▶ Your goal
Exactly and only the lines from the one containing "the neck with a single point per instance." through the close of the entries below are to be set down.

▶ Dataset extract
* * *

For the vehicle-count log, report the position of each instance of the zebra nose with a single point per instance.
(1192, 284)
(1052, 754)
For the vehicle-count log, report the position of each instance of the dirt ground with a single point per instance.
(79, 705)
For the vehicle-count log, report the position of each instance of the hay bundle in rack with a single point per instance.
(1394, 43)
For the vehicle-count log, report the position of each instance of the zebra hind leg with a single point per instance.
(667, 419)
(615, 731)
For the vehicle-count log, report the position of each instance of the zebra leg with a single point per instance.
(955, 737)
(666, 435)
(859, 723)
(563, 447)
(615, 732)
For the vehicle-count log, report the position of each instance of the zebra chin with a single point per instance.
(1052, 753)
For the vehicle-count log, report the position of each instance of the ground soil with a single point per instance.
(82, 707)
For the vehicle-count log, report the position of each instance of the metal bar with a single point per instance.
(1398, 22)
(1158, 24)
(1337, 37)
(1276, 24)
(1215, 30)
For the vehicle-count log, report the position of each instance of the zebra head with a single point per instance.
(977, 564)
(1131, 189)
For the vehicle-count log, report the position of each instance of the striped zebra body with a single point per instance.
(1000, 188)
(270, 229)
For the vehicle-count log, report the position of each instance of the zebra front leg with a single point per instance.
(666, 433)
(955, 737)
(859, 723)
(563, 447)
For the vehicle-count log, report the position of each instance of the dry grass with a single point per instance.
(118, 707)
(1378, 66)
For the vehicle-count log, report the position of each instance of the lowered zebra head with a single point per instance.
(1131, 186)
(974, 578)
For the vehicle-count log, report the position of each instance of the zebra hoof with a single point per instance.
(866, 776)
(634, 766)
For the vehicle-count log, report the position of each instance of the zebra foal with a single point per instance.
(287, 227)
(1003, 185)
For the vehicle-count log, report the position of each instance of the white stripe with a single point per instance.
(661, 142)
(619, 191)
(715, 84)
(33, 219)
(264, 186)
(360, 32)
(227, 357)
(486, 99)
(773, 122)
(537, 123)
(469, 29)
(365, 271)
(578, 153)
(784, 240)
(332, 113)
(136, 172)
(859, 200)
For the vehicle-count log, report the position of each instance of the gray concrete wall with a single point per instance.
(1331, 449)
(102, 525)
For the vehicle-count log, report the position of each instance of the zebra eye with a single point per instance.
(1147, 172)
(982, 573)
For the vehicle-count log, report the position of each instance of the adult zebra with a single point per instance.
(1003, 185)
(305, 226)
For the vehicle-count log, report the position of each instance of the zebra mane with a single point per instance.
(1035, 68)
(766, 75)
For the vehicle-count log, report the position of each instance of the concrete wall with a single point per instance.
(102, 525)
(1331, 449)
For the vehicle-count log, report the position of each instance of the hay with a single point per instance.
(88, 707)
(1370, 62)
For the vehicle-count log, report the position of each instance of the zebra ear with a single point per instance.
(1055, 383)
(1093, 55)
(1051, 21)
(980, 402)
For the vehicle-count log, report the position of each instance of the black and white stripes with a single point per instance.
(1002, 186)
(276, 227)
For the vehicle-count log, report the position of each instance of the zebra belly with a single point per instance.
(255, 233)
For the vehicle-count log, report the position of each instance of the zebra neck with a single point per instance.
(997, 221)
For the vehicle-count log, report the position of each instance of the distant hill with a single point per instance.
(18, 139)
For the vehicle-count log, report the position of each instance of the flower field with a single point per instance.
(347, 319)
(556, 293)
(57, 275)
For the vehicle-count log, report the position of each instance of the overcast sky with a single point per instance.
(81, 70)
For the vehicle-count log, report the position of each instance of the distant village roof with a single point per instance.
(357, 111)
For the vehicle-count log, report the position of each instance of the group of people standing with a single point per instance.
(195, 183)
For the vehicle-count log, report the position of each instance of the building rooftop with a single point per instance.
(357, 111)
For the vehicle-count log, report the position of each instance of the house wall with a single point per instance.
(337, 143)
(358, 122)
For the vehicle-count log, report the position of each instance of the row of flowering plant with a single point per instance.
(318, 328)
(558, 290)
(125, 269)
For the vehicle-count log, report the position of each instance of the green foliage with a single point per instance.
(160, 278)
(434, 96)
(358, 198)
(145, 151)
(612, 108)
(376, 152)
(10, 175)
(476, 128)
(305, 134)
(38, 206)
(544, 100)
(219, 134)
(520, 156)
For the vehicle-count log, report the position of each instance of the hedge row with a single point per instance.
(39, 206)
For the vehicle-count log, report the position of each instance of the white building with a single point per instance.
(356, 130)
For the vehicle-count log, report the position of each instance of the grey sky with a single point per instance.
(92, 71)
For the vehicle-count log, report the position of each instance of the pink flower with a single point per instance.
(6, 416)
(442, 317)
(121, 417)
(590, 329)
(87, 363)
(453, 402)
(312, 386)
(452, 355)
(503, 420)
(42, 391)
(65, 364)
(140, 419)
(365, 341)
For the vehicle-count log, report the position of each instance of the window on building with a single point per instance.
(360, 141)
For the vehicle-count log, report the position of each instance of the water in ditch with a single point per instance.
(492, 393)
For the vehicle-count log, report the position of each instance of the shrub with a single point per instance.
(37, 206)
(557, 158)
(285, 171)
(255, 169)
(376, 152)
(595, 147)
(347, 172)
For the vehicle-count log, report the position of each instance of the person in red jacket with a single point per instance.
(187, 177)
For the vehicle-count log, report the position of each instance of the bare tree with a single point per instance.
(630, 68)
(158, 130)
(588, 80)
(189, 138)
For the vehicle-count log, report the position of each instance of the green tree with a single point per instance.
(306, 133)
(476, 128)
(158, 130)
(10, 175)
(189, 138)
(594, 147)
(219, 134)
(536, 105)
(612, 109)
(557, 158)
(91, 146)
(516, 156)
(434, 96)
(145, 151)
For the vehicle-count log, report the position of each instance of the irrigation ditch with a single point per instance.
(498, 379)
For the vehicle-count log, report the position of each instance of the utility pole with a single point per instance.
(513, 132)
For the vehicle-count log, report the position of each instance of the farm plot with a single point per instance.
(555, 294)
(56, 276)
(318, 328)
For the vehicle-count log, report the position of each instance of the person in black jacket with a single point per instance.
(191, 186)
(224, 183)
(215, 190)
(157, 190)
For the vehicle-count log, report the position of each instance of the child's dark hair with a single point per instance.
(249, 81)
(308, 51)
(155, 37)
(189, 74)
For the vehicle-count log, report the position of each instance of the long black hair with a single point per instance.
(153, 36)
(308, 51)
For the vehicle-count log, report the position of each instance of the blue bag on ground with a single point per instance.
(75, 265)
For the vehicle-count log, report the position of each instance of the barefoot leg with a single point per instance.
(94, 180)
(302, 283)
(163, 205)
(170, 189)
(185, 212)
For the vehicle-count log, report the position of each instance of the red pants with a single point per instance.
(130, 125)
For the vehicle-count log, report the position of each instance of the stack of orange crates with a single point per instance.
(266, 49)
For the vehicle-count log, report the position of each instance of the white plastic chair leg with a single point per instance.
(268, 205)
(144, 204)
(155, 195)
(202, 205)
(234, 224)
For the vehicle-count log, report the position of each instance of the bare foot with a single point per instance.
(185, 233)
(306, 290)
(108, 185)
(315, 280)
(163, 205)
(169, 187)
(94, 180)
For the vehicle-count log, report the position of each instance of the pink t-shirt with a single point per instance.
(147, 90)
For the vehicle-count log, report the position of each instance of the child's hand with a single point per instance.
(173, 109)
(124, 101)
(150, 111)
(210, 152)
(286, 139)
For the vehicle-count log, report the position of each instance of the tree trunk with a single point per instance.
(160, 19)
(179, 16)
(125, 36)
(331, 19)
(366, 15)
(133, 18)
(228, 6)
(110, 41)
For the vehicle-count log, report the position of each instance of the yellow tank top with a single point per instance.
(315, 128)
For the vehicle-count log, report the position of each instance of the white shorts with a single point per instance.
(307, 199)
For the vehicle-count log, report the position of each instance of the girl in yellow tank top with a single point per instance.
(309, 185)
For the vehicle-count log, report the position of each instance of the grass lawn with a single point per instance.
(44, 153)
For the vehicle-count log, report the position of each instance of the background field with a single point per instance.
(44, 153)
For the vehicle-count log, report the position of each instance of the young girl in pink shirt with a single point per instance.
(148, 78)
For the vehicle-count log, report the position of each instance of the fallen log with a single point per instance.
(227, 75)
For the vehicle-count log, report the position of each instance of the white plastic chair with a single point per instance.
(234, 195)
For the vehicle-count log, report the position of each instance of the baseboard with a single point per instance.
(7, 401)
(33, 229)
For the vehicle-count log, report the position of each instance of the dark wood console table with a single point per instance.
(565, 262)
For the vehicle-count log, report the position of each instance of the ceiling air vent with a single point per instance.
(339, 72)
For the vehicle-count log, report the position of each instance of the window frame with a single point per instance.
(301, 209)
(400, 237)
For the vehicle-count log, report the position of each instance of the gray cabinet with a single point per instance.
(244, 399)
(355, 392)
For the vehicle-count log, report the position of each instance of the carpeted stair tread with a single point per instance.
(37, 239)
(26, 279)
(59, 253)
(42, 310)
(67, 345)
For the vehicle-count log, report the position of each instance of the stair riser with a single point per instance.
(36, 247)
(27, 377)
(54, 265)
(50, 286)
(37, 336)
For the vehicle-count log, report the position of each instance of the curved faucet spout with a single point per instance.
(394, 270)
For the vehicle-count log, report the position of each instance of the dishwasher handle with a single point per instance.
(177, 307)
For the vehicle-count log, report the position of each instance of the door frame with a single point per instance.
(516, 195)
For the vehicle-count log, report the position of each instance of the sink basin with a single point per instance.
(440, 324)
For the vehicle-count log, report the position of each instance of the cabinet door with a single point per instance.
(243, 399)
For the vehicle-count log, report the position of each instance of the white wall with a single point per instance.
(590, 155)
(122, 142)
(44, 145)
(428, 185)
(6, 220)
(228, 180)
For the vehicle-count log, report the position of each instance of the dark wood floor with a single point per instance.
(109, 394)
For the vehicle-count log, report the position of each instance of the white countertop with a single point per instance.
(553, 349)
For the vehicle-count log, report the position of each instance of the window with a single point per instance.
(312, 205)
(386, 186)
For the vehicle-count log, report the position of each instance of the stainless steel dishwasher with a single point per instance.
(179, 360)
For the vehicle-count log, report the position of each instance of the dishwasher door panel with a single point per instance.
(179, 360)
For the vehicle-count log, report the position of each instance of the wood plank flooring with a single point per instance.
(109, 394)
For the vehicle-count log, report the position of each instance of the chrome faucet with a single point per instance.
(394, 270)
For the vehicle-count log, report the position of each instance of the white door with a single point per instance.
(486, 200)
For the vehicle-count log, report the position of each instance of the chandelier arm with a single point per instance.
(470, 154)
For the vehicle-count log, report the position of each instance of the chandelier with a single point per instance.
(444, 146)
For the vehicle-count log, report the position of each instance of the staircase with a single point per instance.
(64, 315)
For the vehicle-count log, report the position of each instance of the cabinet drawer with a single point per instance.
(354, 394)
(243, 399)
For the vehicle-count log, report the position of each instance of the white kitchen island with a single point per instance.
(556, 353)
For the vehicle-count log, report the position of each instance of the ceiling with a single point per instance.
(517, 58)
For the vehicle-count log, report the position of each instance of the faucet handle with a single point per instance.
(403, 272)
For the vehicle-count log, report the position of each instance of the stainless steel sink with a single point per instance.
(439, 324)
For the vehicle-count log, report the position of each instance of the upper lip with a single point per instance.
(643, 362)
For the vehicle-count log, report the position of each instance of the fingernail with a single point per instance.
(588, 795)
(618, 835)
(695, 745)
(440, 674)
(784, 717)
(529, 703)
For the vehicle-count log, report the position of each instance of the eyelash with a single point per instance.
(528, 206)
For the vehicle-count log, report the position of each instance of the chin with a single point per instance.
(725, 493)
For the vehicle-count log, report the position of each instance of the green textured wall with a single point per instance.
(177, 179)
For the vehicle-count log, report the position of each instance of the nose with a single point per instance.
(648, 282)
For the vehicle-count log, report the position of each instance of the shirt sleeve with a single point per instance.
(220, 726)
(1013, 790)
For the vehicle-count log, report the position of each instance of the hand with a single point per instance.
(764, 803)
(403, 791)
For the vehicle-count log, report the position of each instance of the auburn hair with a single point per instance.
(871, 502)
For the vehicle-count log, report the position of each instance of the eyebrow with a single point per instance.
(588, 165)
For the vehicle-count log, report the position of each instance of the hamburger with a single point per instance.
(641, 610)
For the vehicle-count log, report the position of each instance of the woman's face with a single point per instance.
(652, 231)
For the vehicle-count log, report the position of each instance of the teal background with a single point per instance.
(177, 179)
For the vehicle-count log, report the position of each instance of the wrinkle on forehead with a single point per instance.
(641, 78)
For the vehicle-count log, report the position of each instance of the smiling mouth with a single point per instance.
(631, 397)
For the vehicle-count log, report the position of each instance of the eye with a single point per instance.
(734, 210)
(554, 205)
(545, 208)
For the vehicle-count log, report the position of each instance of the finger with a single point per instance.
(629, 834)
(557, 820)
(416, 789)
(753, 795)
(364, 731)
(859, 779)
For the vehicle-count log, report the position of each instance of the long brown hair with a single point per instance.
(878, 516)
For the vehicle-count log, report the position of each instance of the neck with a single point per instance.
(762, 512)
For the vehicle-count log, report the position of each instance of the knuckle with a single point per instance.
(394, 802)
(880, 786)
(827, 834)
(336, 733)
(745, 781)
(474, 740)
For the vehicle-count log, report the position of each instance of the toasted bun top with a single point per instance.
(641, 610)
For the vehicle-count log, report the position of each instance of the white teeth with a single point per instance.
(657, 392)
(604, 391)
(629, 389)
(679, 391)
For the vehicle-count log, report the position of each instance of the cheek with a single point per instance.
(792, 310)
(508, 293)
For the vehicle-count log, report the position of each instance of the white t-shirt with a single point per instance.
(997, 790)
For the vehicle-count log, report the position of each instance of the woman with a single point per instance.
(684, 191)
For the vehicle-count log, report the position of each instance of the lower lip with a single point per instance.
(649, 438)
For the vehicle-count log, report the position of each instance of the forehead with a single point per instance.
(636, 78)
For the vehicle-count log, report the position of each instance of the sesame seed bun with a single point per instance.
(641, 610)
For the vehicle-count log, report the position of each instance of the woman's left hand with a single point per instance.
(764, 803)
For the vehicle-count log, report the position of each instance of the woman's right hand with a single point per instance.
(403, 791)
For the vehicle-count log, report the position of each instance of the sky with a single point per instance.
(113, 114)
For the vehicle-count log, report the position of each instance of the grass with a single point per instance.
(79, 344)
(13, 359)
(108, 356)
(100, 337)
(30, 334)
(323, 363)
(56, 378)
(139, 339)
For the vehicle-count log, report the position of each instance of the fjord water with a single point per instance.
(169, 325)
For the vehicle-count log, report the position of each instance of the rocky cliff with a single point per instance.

* * *

▶ Answer to the task
For the vehicle-count log, report the position of each instance of the neck with a single point per instance.
(762, 512)
For the vehicle-count log, report the position of each instance of the knuckle with a single point per instance.
(394, 802)
(880, 786)
(827, 834)
(336, 733)
(745, 781)
(474, 740)
For the vehicle-count log, report the position of each instance of the toasted bun top with a single point per instance.
(641, 610)
For the vehicle-count log, report the position of each instance of the white teeth with a single point per instance.
(657, 392)
(604, 391)
(629, 389)
(679, 391)
For the vehicle-count log, report the position of each instance of the cheek with a single point per instance.
(792, 310)
(508, 293)
For the vehicle-count log, report the position of each instance of the white t-shirt with a single point per instance.
(997, 790)
For the vehicle-count log, report the position of each instance of the woman with a single point per instance.
(684, 191)
For the vehicle-count log, report the position of each instance of the lower lip with a single point per instance.
(649, 438)
For the vehicle-count log, report the position of each instance of the forehead with a single point per instance.
(636, 78)
For the vehicle-count log, report the position of each instance of the sesame seed bun with a single point per instance.
(641, 610)
For the vehicle-count log, report the position of each instance of the woman's left hand with a single point per instance.
(764, 803)
For the vehicle-count log, report the position of each instance of the woman's right hand with a single point per instance.
(403, 791)
For the vehicle-count log, report the position of each instance of the sky with a single point per instance.
(113, 114)
For the vehicle-count log, report the position of each instance of the grass with a single point per instance.
(79, 344)
(13, 359)
(108, 356)
(100, 337)
(30, 334)
(323, 363)
(56, 378)
(139, 339)
For the vehicle-count log, report the position of each instance of the fjord water with a single point per instance.
(169, 325)
For the vehicle-count log, report the position of each instance of the rocky cliff with a single point per instance.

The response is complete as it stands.